Reproduce every line of the records below without any change.

########

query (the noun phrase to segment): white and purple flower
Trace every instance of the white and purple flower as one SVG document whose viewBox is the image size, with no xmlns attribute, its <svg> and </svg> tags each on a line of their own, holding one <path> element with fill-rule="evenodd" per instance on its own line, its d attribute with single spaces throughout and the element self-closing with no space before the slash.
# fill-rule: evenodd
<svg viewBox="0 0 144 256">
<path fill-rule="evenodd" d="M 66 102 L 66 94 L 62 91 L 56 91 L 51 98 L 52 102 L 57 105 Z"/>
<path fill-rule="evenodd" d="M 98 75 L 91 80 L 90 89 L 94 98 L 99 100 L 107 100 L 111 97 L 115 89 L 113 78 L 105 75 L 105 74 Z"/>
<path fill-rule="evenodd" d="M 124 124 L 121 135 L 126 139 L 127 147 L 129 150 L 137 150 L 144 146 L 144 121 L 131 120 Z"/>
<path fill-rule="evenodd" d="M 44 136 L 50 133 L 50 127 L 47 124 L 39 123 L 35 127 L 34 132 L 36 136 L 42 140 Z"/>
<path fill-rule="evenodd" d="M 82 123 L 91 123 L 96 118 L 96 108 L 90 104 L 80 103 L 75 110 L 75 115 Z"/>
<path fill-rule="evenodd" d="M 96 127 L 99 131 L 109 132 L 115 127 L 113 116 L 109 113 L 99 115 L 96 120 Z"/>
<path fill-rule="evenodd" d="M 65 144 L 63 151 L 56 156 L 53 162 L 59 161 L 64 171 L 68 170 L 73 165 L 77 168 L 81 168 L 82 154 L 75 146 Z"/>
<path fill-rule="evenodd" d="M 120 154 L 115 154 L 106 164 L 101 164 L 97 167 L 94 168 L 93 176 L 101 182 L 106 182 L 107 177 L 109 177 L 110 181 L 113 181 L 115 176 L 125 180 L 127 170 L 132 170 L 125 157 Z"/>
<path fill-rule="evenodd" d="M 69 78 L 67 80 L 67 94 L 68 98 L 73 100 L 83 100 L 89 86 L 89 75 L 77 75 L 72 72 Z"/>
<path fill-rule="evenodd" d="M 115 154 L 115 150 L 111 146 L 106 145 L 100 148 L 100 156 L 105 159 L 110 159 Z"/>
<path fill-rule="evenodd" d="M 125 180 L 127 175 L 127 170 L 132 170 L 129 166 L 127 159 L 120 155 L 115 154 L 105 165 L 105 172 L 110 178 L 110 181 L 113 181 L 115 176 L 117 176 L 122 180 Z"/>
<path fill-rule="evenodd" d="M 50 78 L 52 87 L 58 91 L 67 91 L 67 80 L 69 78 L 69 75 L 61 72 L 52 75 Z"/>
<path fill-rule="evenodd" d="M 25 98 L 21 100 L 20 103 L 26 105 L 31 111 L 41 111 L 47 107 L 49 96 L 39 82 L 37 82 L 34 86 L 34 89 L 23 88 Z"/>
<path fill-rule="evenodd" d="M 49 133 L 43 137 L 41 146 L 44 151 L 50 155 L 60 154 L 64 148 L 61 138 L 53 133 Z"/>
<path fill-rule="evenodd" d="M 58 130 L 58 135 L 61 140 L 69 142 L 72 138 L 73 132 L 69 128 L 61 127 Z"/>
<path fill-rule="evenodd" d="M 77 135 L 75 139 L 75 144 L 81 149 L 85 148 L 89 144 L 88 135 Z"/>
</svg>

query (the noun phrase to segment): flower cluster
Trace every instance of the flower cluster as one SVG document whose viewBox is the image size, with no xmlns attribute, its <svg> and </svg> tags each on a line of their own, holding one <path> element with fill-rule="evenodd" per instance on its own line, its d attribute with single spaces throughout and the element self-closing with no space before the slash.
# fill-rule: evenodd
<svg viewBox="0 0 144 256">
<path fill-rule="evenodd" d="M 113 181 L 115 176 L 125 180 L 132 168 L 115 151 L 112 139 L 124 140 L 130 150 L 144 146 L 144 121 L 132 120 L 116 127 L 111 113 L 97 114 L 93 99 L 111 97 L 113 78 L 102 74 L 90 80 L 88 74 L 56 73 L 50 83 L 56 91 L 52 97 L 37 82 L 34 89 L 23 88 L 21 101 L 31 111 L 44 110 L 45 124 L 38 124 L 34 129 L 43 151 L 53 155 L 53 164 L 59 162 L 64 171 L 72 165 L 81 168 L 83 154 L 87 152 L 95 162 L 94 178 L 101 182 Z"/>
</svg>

########

COMPLETED TASK:
query (the noun phrase to segment): white and purple flower
Trace every instance of the white and purple flower as one SVG document whose viewBox is the image size, with no xmlns attribute, its <svg> and </svg> tags each on a line of their own, holding one <path> element with fill-rule="evenodd" per instance on its own line, its d attribute with single spaces throughout and the element self-closing with no space before the slash.
# fill-rule: evenodd
<svg viewBox="0 0 144 256">
<path fill-rule="evenodd" d="M 66 102 L 66 94 L 62 91 L 56 91 L 51 98 L 52 102 L 57 105 Z"/>
<path fill-rule="evenodd" d="M 98 75 L 91 80 L 90 89 L 94 98 L 99 100 L 107 100 L 111 97 L 115 89 L 113 78 L 105 75 L 105 74 Z"/>
<path fill-rule="evenodd" d="M 124 124 L 121 135 L 126 139 L 127 147 L 129 150 L 137 150 L 144 146 L 144 121 L 131 120 Z"/>
<path fill-rule="evenodd" d="M 44 136 L 50 133 L 50 127 L 47 124 L 39 123 L 35 127 L 34 132 L 36 136 L 42 140 Z"/>
<path fill-rule="evenodd" d="M 82 123 L 91 123 L 96 118 L 96 108 L 90 104 L 80 103 L 75 110 L 75 115 Z"/>
<path fill-rule="evenodd" d="M 96 127 L 99 131 L 109 132 L 115 127 L 113 116 L 109 113 L 99 115 L 96 120 Z"/>
<path fill-rule="evenodd" d="M 65 144 L 63 151 L 56 156 L 53 162 L 59 161 L 64 171 L 68 170 L 73 165 L 77 168 L 81 168 L 82 154 L 75 146 Z"/>
<path fill-rule="evenodd" d="M 120 154 L 115 154 L 106 164 L 101 164 L 97 167 L 94 168 L 93 176 L 101 182 L 106 182 L 107 177 L 109 177 L 110 181 L 113 181 L 115 176 L 125 180 L 127 170 L 132 170 L 125 157 Z"/>
<path fill-rule="evenodd" d="M 69 78 L 67 80 L 67 94 L 68 98 L 73 100 L 83 100 L 89 86 L 89 75 L 77 75 L 72 72 Z"/>
<path fill-rule="evenodd" d="M 115 154 L 115 150 L 111 146 L 106 145 L 100 148 L 100 156 L 105 159 L 110 159 Z"/>
<path fill-rule="evenodd" d="M 125 180 L 127 175 L 127 170 L 132 170 L 129 166 L 127 159 L 120 155 L 115 154 L 105 165 L 105 172 L 110 178 L 110 181 L 113 181 L 115 176 L 117 176 L 122 180 Z"/>
<path fill-rule="evenodd" d="M 50 78 L 52 87 L 58 91 L 67 91 L 67 80 L 69 78 L 69 75 L 61 72 L 52 75 Z"/>
<path fill-rule="evenodd" d="M 25 98 L 21 100 L 20 103 L 26 105 L 31 111 L 41 111 L 47 107 L 49 96 L 39 82 L 37 82 L 34 86 L 34 89 L 23 88 Z"/>
<path fill-rule="evenodd" d="M 49 133 L 43 137 L 41 146 L 44 151 L 50 155 L 60 154 L 64 148 L 61 138 L 53 133 Z"/>
<path fill-rule="evenodd" d="M 58 130 L 58 135 L 61 140 L 69 142 L 72 138 L 73 132 L 69 128 L 61 127 Z"/>
<path fill-rule="evenodd" d="M 77 135 L 75 139 L 75 144 L 81 149 L 85 148 L 89 144 L 88 135 Z"/>
</svg>

query (the noun phrase to segment): flower cluster
Trace every instance of the flower cluster as one SVG document whose viewBox is the image size, with no xmlns attribute, its <svg> and </svg> tags each on a line of their own, holding one <path> element with fill-rule="evenodd" per instance on its own line, its d attribute with single spaces throughout and the element self-closing with no space before the slash.
# fill-rule: evenodd
<svg viewBox="0 0 144 256">
<path fill-rule="evenodd" d="M 113 181 L 115 176 L 125 180 L 132 168 L 115 151 L 112 139 L 124 140 L 130 150 L 144 146 L 144 121 L 132 120 L 116 127 L 111 113 L 97 114 L 93 99 L 111 97 L 113 78 L 102 74 L 90 80 L 88 74 L 56 73 L 50 83 L 56 91 L 52 97 L 37 82 L 34 89 L 23 88 L 21 101 L 31 111 L 44 110 L 45 124 L 38 124 L 34 129 L 43 151 L 53 155 L 53 164 L 59 162 L 64 171 L 72 165 L 81 168 L 83 154 L 87 152 L 95 162 L 94 178 L 101 182 Z"/>
</svg>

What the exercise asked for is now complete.